— begin —

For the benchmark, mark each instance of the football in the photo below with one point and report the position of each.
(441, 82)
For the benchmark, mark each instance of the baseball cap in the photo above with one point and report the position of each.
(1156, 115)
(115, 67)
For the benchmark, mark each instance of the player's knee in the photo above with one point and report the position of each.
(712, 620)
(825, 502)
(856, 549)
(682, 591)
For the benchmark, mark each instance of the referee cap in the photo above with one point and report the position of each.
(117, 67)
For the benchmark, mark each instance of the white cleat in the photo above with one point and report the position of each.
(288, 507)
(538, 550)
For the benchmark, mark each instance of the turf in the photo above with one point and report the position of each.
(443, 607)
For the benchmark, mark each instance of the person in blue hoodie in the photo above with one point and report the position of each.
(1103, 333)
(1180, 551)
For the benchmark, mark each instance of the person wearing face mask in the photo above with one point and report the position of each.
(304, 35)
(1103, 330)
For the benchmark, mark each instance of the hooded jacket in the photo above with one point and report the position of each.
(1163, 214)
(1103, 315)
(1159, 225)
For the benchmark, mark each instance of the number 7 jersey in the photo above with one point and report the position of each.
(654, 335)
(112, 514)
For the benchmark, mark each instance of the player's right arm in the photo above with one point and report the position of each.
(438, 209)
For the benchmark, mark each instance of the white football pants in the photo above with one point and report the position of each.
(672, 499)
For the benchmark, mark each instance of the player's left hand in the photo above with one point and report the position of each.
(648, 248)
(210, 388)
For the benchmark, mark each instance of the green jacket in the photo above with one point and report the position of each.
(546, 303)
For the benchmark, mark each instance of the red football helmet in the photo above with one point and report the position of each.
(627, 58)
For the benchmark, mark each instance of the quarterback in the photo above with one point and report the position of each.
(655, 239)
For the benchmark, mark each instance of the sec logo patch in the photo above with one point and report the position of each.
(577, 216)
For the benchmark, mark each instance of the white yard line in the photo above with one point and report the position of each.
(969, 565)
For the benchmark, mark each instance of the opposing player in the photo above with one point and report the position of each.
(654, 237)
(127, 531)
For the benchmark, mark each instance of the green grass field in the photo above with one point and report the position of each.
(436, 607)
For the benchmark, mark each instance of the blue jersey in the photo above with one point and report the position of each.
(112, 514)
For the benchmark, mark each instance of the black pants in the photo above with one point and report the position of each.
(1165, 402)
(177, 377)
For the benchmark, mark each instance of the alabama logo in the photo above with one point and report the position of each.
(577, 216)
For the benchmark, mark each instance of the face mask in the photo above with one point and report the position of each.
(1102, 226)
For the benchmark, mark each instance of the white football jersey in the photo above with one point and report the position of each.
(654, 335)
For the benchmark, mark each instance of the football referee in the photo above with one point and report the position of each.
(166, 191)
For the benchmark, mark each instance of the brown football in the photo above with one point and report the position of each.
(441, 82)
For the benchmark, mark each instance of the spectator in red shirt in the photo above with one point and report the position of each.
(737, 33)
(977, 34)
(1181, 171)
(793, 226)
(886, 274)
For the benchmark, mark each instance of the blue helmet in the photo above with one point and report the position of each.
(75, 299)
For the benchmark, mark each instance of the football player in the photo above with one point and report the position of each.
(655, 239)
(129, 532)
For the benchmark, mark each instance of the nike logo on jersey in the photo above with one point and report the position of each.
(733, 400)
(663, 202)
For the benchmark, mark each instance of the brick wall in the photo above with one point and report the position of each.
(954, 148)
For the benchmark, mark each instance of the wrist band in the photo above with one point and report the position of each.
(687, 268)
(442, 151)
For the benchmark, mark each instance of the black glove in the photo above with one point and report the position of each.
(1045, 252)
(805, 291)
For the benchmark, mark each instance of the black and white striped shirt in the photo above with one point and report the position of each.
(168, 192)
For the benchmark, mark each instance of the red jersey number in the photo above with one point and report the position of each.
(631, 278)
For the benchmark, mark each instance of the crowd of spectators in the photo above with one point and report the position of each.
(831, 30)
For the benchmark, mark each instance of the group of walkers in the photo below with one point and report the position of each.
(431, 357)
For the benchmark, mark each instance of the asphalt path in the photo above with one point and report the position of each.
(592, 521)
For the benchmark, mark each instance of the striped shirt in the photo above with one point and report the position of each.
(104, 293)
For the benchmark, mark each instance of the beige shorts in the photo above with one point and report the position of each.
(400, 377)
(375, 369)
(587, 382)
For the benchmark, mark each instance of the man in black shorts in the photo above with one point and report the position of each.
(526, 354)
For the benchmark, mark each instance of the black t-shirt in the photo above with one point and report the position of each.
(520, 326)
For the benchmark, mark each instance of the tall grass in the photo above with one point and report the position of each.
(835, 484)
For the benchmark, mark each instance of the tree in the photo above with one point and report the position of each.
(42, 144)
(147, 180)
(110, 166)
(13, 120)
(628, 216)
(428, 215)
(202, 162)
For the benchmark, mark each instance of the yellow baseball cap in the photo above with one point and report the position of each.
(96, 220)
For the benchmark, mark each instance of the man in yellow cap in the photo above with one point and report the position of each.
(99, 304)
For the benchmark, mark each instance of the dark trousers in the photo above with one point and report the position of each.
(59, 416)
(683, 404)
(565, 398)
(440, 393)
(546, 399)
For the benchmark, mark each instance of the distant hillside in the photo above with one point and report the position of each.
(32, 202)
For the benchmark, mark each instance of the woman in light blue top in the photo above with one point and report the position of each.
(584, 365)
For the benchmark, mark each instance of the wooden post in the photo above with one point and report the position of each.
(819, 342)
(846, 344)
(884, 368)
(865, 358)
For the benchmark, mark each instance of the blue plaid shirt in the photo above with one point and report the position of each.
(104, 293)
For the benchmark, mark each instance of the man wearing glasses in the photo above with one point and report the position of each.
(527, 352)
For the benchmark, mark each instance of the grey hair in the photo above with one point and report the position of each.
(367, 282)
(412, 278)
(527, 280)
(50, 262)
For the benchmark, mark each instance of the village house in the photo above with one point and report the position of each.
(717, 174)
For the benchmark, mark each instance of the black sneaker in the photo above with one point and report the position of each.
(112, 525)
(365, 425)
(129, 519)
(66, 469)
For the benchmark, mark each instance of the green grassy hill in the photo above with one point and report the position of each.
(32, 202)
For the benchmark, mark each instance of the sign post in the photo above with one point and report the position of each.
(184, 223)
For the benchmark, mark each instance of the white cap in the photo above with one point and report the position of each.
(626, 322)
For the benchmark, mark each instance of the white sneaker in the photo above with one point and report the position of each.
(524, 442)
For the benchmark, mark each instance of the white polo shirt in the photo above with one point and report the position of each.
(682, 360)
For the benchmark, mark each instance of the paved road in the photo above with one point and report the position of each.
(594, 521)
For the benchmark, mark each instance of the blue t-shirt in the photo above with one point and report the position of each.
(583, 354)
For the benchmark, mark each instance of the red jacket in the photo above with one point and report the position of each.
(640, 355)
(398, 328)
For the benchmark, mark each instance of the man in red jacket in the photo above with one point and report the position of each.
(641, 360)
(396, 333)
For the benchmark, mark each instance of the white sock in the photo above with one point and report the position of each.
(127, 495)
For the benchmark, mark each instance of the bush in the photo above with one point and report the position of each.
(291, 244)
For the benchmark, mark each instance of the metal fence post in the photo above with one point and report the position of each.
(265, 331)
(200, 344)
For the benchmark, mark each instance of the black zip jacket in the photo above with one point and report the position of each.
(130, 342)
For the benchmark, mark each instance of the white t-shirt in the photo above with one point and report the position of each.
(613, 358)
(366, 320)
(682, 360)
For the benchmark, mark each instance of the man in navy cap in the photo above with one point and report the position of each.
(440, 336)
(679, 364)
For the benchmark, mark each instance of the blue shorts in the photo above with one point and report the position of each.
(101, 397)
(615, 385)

— end —

What you need to do:
Transcribe each entry precisely, missing none.

Exercise output:
For the benchmark, mark each instance of the football in the photo below with one point and report the position of each.
(441, 82)
For the benchmark, mark each instance of the baseball cap in the photo above with one point and report the position of each.
(1156, 115)
(115, 67)
For the benchmark, mark each instance of the player's knee in the photo above with one point and report the position of each.
(712, 620)
(825, 502)
(856, 549)
(682, 591)
For the benchmark, mark each instance of the referee cap in the photo above with one point and report the position of each.
(117, 67)
For the benchmark, mark each instance of the white cleat in the photo above with one point and report the position of each.
(288, 507)
(538, 550)
For the benchmark, mark each instance of the turf in the photo above with one point and report the position of each.
(443, 607)
For the benchmark, mark each instance of the person in blue hoodie in the photo above with one point and report the position of each.
(1103, 333)
(1180, 551)
For the benchmark, mark each instance of the person wearing face mask in the photo above with one point and report the position of each.
(304, 35)
(1103, 330)
For the benchmark, mark each instance of the hooded jacket in the photo above with one point and report the position of each.
(1163, 214)
(1103, 315)
(1159, 225)
For the benchmark, mark each instance of the number 7 jersey in the photo above with one point and report the position of each.
(654, 335)
(112, 514)
For the benchmark, mark each instance of the player's right arm in the photo above with one point and report the position of each.
(438, 209)
For the benchmark, mark each instance of the white football pants in the photo above with one point and report the position of each.
(672, 499)
For the benchmark, mark each instance of the player's left hand in the photo above with one point and report the position of each.
(648, 248)
(210, 388)
For the benchmark, mark each instance of the green jacket in the photo above with one point and report the position of each.
(546, 303)
For the benchmark, mark each instance of the red football helmet in the photo above with one point and report the position of each.
(627, 58)
For the benchmark, mark each instance of the quarterback in the photo above with one point and report the position of each.
(655, 239)
For the benchmark, mark each instance of the sec logo patch in the photo above with one point and report the position of each.
(577, 216)
For the benchmark, mark each instance of the white yard line in the photo above with one point and report the position of each.
(969, 565)
For the benchmark, mark each instance of the opposing player in the photo above with one point and report the position of each.
(654, 237)
(127, 531)
For the benchmark, mark each instance of the green grass field in the photo above with one point and report the position of each.
(436, 607)
For the benchmark, mark each instance of the blue jersey in the photo above with one point and report the position of each.
(112, 514)
For the benchmark, mark each instance of the black pants in the photo above with one point and report the position of each.
(1165, 402)
(177, 377)
For the benchmark, mark each instance of the alabama logo in the photo above with one point and report the position of each.
(577, 216)
For the benchmark, mark each instance of the face mask in the photo above with one point and report the position of each.
(1102, 226)
For the benchmark, mark each instance of the white football jersey in the photo above with one point and report the position of each.
(654, 335)
For the benchmark, mark each instance of the football referee in the photo above with one point and report the position of each.
(166, 191)
For the benchmark, mark each instance of the brown football in the photo above with one point and report the position of each.
(441, 82)
For the benchmark, mark each instance of the spectator in red shirt in the photo above with one point and report the position of each.
(737, 33)
(977, 34)
(1181, 171)
(793, 226)
(886, 274)
For the benchmark, mark each instance of the blue helmet in the photo above with one point and report the position of each.
(75, 299)
For the benchmark, mark each instance of the football player in the photo above with one point and report the position of each.
(655, 239)
(129, 532)
For the benchmark, mark each instance of the nike logo on jersey in the photo above with one point and report the position of each.
(733, 400)
(663, 202)
For the benchmark, mark each instance of the brick wall in the photo above with one point and report the position of each.
(954, 148)
For the benchmark, mark each instance of the wrist band in the photo above with one point and report the position of each.
(687, 268)
(442, 151)
For the benchmark, mark each instance of the black glove in the photo above with one point and report the position of each.
(1045, 252)
(805, 291)
For the benchmark, mark each instance of the black and white striped shirt in the photo above with one point and report the position of each.
(168, 192)
For the benchmark, mark each instance of the red jersey number in the photo above with one point and report the position of each.
(631, 278)
For the benchmark, mark each instance of the crowd of spectators in the photo above with one point and report the position of each.
(831, 30)
For the benchmark, mark each instance of the group of walkers in the photo below with one point and report the position of each.
(431, 357)
For the benchmark, mark each instance of the asphalt path in the photo above with one point and report the position of each.
(592, 521)
For the benchmark, mark each instance of the striped shirt in the photo above with one point and report the position of each.
(104, 293)
For the benchmark, mark each instance of the beige shorts in the photo above with one point and report the position of each.
(400, 377)
(375, 369)
(587, 382)
For the benchmark, mark each instance of the man in black shorts in the photo above with one point and report the position of each.
(526, 354)
For the benchmark, mark each instance of the black t-shirt in the photo above with one point and report the position of each.
(520, 326)
For the benchmark, mark each instance of the tall grass in the photo above with one point and report the position of each.
(835, 484)
For the benchmark, mark each instance of the tree in the photo above with one point and report the position of each.
(42, 144)
(147, 180)
(110, 166)
(13, 120)
(628, 216)
(428, 215)
(202, 162)
For the benchmark, mark each instance of the yellow baseball cap in the photo above with one point and report the position of each.
(96, 220)
For the benchmark, mark each instance of the man in yellow cap in the photo above with one point and report the position of each.
(99, 304)
For the benchmark, mark each instance of the dark trousers in the photo above with one point and report the position of each.
(59, 416)
(683, 404)
(565, 398)
(440, 393)
(546, 399)
For the benchmark, mark each instance of the distant hillside in the photo above with one point and report the position of each.
(32, 202)
For the benchmark, mark each instance of the woman in light blue top in the photo above with one point and report the position of each.
(584, 365)
For the benchmark, mark each instance of the wooden post in the photo above with one point and report the position of each.
(819, 342)
(846, 344)
(884, 368)
(865, 358)
For the benchmark, mark each instance of the blue plaid shirt in the photo above with one point and report the position of each.
(104, 293)
For the benchmark, mark each instance of the man wearing glasses in the photo above with one point and report the position of each.
(527, 352)
For the benchmark, mark each instance of the grey hair in the photo above with one point and report the position of each.
(367, 282)
(412, 278)
(527, 280)
(50, 262)
For the benchmark, mark each instance of the village house in the photo above with one point and report the position of each.
(717, 174)
For the benchmark, mark each instance of the black sneaker in the photo above with one point and report the position of each.
(112, 525)
(365, 425)
(129, 519)
(66, 469)
For the benchmark, mark each instance of the green grassy hill in the photo above with one point and report the position of each.
(32, 202)
For the benchmark, mark each instance of the sign post in the photo above with one point and report the position of each.
(184, 223)
For the benchmark, mark each instance of the white cap in the photo above with one point and report the position of each.
(626, 322)
For the benchmark, mark each instance of the white sneaker in the photo above with one point and report the position of each.
(524, 442)
For the benchmark, mark each instance of the white polo shirt in the photo above with one point and report the position of each.
(682, 360)
For the benchmark, mark each instance of the paved road in the photo above with one point and report the position of each.
(594, 521)
For the benchmark, mark each instance of the blue t-shirt in the photo above with one point and report the position of each.
(583, 354)
For the benchmark, mark each instance of the red jacket in the photo above with one point and report the position of each.
(640, 355)
(398, 328)
For the benchmark, mark each instance of the man in red jacket in the photo above with one point and report the position of each.
(641, 360)
(396, 333)
For the benchmark, mark each instance of the white sock in the photo above with one point and report the position of each.
(127, 495)
For the benchmark, mark each instance of the bush in the photo above with one point and report the position of each.
(291, 244)
For the benchmark, mark each instance of the metal fence post in the photo above with one point and report the position of each.
(265, 331)
(200, 344)
For the benchmark, mark each instance of the black zip jacket in the photo above with one point and report the position of each.
(130, 342)
For the benchmark, mark each instance of the white t-shirt in the photo above with one point and report the position of each.
(613, 358)
(366, 320)
(682, 360)
For the benchmark, mark each instance of the man in navy cap in the photo above with one point and report the position of each.
(440, 336)
(679, 364)
For the benchmark, mark each instance of the blue shorts in the photo above with one point and report the position of each.
(101, 397)
(615, 385)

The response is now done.